Dans les années 2000, par exemple, la déforestation en Amazonie a considérablement diminué, mais cela est-il dû à la mise en œuvre par le gouvernement brésilien d’une politique de régulation rigoureuse et d’une surveillance accrue de la forêt à partir d’images satellites ? Ou bien est-ce simplement parce que les prix de la viande bovine et du soja ont baissé, réduisant d’autant l’incitation à déboiser la forêt pour y implanter des cultures ?
Autre exemple : si l’on observe que les propriétaires qui reçoivent une subvention pour maintenir leur forêt sur pied déboisent moins que les autres, est-ce parce que la compensation financière les a réellement détournés de l’activité de déforestation ? Comment savoir si ces propriétaires n’auraient pas coupé moins d’arbres dans tous les cas, même sans avoir obtenu d’aides ?
Exploiter des « expériences naturelles »

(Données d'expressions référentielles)
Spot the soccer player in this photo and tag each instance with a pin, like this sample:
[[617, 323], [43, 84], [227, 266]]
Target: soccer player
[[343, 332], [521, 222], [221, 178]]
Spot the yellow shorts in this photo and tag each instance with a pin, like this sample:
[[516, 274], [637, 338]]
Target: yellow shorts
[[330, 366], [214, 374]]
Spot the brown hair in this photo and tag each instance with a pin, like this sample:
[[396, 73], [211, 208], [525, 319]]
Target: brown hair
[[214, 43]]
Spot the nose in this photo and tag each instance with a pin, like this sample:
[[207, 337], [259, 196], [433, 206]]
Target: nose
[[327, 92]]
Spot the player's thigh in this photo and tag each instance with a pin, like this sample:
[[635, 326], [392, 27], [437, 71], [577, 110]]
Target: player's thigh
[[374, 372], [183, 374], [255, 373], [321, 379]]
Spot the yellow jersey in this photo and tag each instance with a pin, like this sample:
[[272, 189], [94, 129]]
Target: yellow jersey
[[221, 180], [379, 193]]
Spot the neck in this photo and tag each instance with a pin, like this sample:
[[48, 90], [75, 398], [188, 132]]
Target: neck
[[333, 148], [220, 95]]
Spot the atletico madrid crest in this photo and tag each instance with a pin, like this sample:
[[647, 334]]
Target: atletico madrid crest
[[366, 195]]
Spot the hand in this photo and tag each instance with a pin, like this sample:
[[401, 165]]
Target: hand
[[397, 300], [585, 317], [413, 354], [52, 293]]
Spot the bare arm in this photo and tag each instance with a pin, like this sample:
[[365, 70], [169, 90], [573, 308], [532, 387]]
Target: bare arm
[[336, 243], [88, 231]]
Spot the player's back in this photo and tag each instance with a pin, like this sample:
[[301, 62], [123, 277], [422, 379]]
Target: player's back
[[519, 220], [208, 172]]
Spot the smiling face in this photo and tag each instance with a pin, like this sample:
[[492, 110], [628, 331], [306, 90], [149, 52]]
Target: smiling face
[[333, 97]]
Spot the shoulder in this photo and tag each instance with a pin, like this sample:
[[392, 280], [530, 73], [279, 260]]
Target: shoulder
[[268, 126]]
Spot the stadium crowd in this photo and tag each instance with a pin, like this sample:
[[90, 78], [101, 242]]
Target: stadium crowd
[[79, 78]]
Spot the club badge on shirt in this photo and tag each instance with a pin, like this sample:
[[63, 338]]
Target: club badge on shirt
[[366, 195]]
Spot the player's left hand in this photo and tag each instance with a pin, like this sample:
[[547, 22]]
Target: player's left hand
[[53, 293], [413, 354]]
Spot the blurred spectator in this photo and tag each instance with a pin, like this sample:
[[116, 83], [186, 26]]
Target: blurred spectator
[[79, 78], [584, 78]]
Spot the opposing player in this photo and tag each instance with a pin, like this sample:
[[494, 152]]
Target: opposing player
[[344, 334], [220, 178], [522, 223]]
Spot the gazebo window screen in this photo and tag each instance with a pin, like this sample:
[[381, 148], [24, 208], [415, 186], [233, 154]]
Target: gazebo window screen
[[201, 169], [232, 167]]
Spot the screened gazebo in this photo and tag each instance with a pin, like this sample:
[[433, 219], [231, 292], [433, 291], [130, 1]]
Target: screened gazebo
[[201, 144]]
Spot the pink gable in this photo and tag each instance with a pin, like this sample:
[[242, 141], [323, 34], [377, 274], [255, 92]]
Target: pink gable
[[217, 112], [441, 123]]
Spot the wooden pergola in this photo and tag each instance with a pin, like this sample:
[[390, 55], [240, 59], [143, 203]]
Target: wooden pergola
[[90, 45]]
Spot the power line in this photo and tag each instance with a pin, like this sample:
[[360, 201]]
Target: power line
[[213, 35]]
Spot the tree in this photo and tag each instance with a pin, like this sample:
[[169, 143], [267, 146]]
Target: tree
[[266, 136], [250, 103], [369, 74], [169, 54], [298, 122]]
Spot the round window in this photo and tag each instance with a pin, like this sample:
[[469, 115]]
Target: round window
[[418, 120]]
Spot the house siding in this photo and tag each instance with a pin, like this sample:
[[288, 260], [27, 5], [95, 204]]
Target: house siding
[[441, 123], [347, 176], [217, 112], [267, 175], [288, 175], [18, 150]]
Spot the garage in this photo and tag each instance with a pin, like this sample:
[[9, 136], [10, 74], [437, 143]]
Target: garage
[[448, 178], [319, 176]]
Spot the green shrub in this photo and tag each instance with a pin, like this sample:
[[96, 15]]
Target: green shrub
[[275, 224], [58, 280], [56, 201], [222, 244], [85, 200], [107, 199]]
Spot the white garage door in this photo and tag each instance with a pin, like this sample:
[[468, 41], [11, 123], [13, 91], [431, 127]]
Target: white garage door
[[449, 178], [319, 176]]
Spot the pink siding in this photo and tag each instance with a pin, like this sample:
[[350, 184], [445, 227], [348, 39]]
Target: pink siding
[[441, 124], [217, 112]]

* [CONSIGNE]:
Répondez aux questions suivantes sur l'extrait consacré à la déforestation :
(a) Au cours de quelle décennie la déforestation en Amazonie a-t-elle considérablement diminué ?
(b) De quels deux produits la baisse des prix est-elle évoquée ?
(c) Que reçoivent certains propriétaires pour maintenir leur forêt sur pied ?

* [CORRIGÉ]:
(a) Dans les années 2000.
(b) La viande bovine et le soja.
(c) Une subvention.